> [STATED GOAL]: Pick out every line in the rows below that contains the word "trunk", and copy each one. Case counts.

□ □ □ □

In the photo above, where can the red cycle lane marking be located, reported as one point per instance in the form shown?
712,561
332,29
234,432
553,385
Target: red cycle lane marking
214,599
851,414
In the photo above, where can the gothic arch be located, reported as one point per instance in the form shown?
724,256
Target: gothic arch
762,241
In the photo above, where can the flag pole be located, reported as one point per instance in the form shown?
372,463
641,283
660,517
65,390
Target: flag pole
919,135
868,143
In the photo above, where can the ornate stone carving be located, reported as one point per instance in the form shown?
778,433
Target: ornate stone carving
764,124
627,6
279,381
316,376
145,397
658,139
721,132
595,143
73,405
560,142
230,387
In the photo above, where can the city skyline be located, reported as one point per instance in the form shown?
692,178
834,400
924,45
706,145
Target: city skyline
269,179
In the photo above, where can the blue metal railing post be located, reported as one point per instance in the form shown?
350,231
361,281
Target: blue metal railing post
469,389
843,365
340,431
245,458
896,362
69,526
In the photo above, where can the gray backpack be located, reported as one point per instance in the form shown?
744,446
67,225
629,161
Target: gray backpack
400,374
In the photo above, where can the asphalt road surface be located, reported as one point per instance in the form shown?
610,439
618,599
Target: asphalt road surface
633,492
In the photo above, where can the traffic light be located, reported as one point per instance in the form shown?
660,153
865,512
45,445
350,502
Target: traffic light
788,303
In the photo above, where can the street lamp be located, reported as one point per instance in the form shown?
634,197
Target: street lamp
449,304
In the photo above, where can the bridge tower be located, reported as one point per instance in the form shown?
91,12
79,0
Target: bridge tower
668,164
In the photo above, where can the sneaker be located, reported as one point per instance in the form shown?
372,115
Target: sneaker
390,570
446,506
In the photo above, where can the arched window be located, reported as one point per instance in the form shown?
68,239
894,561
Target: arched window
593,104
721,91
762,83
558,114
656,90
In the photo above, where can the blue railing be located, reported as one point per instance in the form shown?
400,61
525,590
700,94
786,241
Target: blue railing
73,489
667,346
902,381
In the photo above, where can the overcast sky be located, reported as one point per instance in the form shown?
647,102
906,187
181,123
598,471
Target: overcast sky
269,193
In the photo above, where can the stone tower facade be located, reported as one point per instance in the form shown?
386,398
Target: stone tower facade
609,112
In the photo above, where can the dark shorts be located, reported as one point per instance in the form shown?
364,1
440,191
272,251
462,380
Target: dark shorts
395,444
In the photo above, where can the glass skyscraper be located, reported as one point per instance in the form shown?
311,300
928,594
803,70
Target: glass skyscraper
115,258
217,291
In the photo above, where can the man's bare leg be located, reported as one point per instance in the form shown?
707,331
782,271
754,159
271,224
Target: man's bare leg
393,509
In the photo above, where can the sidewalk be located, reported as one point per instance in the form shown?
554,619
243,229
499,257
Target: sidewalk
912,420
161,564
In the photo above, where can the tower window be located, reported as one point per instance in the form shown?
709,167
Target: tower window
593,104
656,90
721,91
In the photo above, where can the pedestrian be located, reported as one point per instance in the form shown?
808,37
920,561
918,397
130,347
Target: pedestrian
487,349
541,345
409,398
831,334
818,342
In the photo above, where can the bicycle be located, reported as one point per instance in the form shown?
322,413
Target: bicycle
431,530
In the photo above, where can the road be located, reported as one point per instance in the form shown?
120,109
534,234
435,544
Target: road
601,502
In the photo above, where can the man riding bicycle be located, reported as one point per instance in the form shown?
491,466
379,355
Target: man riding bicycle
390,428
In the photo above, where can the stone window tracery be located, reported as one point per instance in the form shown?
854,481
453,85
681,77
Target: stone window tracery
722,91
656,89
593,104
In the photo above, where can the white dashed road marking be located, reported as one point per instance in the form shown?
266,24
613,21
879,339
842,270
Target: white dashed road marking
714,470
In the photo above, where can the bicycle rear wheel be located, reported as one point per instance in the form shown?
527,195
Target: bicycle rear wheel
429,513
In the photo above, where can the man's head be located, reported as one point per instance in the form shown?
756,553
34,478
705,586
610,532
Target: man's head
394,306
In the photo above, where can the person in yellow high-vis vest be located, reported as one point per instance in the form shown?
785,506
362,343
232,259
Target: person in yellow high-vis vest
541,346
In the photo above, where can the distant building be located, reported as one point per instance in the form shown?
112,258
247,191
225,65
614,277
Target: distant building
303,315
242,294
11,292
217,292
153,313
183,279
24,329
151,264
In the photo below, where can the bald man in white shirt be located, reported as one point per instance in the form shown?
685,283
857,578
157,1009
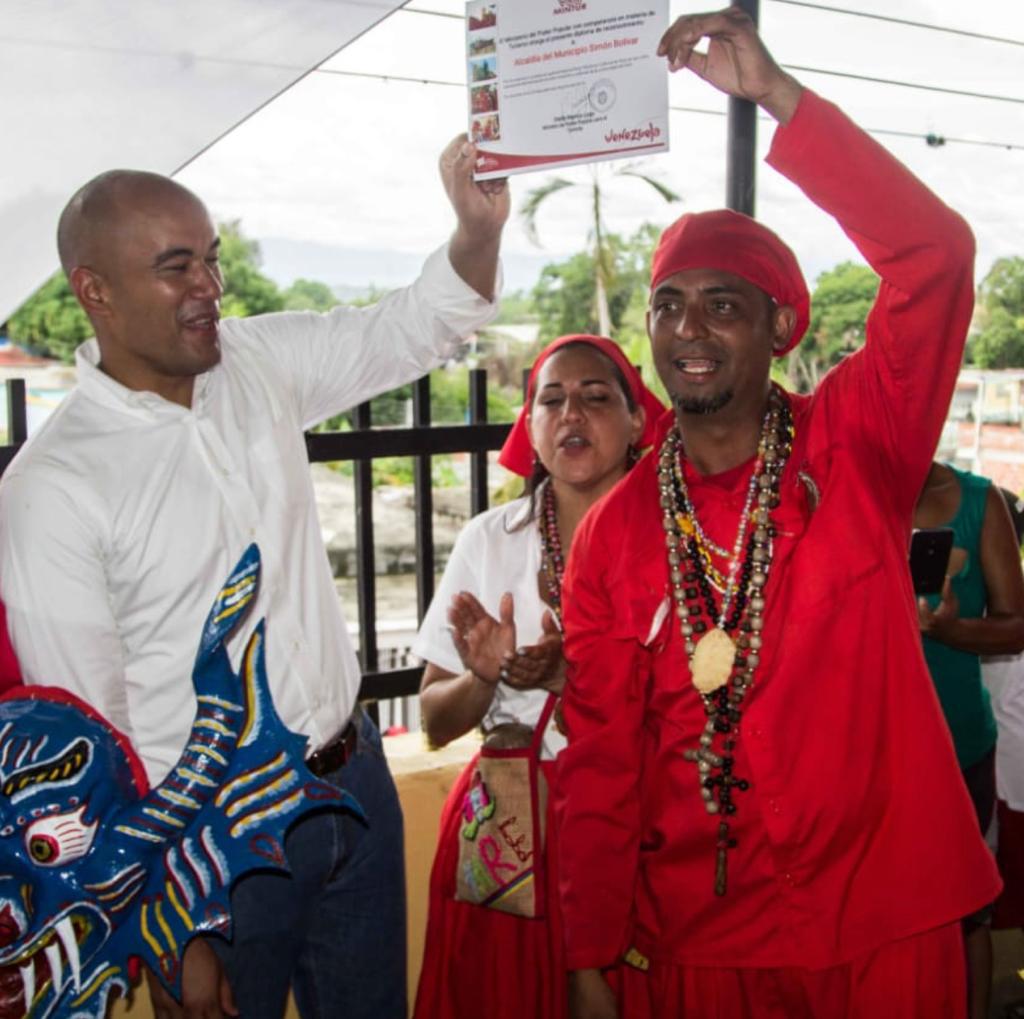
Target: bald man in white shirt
181,443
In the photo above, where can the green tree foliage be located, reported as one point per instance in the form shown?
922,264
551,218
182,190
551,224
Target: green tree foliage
517,306
603,256
564,294
999,340
247,291
51,322
842,298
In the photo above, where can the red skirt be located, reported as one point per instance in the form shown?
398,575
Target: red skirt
916,977
1009,908
480,962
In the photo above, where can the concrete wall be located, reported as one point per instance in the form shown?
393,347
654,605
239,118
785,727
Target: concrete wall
423,778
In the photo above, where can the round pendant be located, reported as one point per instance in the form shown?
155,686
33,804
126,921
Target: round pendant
713,660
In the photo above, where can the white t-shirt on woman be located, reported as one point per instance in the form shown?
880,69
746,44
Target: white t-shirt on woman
494,553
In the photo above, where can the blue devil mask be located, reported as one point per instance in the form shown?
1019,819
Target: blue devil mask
95,871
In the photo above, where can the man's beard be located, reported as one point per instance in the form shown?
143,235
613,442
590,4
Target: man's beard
701,405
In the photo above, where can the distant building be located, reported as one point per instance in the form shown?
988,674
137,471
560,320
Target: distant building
983,432
46,383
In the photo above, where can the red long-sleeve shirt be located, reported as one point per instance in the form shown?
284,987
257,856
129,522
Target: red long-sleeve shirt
857,829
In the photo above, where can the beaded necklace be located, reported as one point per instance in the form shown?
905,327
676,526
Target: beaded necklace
552,561
722,666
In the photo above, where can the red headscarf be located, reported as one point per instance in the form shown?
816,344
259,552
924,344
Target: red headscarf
733,243
517,454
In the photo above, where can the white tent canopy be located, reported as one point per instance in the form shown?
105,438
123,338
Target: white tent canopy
88,85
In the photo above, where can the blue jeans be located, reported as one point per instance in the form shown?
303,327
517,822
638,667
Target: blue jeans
334,929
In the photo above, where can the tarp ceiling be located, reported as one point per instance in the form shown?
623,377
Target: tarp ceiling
86,85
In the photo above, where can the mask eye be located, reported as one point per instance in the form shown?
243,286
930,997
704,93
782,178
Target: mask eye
43,848
59,839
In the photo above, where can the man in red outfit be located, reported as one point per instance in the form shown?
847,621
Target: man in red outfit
760,809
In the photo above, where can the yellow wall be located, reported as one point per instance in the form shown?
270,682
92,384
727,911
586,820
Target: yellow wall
423,779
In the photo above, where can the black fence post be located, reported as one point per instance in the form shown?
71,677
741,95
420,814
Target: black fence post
366,571
740,163
477,461
423,498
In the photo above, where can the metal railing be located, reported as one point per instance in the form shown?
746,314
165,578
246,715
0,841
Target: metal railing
361,447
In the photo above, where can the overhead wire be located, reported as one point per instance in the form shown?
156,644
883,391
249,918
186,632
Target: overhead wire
944,90
965,33
929,137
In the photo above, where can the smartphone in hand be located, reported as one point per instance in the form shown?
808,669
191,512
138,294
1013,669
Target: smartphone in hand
930,548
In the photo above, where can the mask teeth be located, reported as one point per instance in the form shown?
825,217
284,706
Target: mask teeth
29,980
52,951
66,931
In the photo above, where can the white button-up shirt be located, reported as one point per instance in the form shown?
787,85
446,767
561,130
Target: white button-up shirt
124,513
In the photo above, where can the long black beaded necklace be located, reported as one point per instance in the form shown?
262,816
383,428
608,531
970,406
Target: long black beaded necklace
552,560
722,665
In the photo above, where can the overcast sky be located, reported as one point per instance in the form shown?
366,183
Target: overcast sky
348,163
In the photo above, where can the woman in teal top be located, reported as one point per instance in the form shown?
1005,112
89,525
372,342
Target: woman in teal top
956,672
980,611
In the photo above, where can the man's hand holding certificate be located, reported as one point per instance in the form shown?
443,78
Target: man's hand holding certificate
556,82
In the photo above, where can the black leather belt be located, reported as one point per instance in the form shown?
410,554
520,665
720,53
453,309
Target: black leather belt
335,753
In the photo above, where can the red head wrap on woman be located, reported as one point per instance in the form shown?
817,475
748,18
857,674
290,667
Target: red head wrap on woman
517,454
733,243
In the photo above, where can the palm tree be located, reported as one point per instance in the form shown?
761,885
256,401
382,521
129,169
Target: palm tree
603,261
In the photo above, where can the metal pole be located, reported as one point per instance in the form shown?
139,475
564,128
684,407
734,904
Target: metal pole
740,163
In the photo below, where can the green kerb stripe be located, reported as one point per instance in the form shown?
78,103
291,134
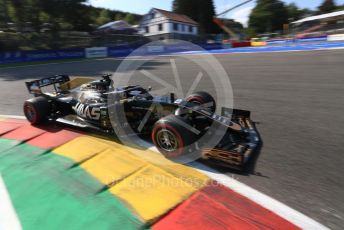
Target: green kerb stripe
49,191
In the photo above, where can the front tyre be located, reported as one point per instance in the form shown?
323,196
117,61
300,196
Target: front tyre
37,110
173,136
204,99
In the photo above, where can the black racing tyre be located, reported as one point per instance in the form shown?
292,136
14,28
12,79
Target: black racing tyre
173,136
37,110
203,99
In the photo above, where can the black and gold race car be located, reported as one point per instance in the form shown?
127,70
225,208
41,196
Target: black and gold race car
176,126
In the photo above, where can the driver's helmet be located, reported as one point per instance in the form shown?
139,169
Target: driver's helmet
98,86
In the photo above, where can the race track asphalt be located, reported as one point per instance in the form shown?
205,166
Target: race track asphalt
297,98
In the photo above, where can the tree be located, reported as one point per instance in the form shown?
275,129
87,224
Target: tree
327,6
294,13
268,16
103,17
201,11
130,19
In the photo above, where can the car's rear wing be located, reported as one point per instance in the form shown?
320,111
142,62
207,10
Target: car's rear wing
35,86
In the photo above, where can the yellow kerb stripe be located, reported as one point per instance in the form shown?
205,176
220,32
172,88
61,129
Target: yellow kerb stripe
150,184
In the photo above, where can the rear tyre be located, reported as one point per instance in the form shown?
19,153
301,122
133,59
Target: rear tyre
204,99
173,136
37,110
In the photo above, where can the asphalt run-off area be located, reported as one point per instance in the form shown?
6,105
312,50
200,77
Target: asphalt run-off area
296,98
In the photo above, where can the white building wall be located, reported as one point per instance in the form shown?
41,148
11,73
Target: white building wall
167,25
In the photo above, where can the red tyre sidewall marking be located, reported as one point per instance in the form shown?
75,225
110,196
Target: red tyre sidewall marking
34,117
180,139
195,98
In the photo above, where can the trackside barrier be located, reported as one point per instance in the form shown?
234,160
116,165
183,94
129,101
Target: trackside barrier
335,37
96,52
40,55
241,44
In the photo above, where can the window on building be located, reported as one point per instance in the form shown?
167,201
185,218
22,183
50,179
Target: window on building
190,29
175,26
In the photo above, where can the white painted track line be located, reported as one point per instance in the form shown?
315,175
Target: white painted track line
12,116
8,216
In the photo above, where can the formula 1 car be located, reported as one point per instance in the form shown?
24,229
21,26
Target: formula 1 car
176,127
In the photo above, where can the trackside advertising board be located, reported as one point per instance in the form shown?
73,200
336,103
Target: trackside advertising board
96,52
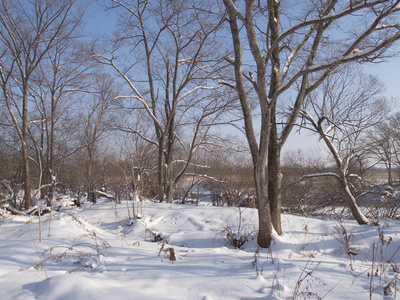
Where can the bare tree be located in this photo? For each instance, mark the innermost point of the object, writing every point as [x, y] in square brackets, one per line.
[56, 87]
[28, 30]
[293, 47]
[341, 111]
[96, 120]
[173, 58]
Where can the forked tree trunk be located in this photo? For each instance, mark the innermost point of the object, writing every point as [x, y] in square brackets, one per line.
[264, 237]
[274, 180]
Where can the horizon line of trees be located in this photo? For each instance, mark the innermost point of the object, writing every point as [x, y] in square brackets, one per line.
[146, 106]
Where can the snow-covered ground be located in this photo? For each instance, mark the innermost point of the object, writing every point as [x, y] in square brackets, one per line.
[95, 253]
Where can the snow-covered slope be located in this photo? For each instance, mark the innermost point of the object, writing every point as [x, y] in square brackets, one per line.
[95, 253]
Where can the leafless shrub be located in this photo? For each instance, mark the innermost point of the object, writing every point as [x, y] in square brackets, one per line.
[347, 239]
[305, 283]
[237, 238]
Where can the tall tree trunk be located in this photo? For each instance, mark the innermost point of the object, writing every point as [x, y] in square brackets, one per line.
[161, 170]
[264, 237]
[24, 150]
[274, 178]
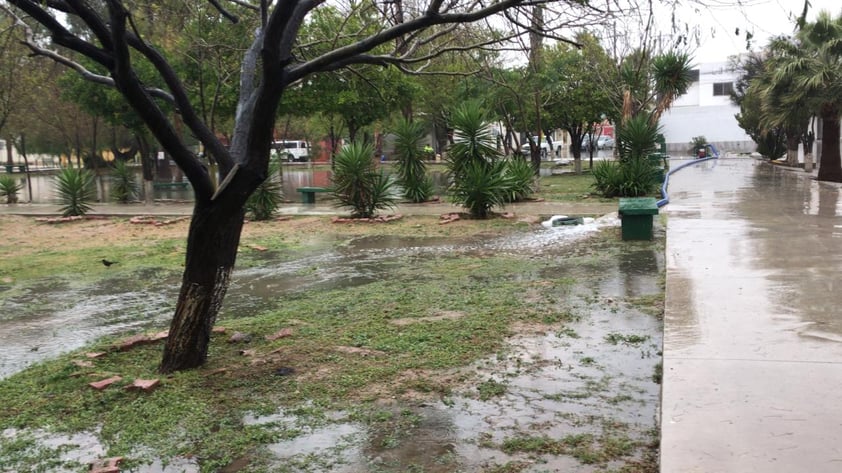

□ □ □ □

> [FULL ANSWER]:
Where can the forked tree trunk be located in this photo? For each instance, mark the innermost point of the object, writing every point as [x, y] in square brackets, one per line.
Where can the tall tree trunk be located in this photo? For each instance, mark the innermost point of the object, writing every point as [x, y] in square brackets, one per line.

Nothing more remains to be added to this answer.